── Records for the task ──

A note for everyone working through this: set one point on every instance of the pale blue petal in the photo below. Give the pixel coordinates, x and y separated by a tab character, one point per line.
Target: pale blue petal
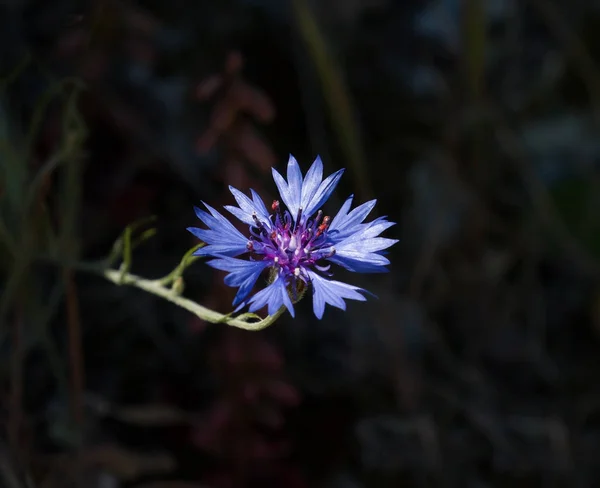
294	185
259	204
274	297
323	192
331	292
312	180
240	214
242	274
284	191
249	206
340	217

───

● Written exercise: Copy the lines above word for word, leaving out the picture.

● Response for this exercise:
A note for everyone working through this: set one point on every instance of the pale blue petal in the photo below. Give the pixel coordinates, x and y separated by a tab character, one point per line.
Target: pale blue petal
294	185
259	204
274	297
323	192
331	292
312	180
240	214
242	274
284	191
249	206
340	217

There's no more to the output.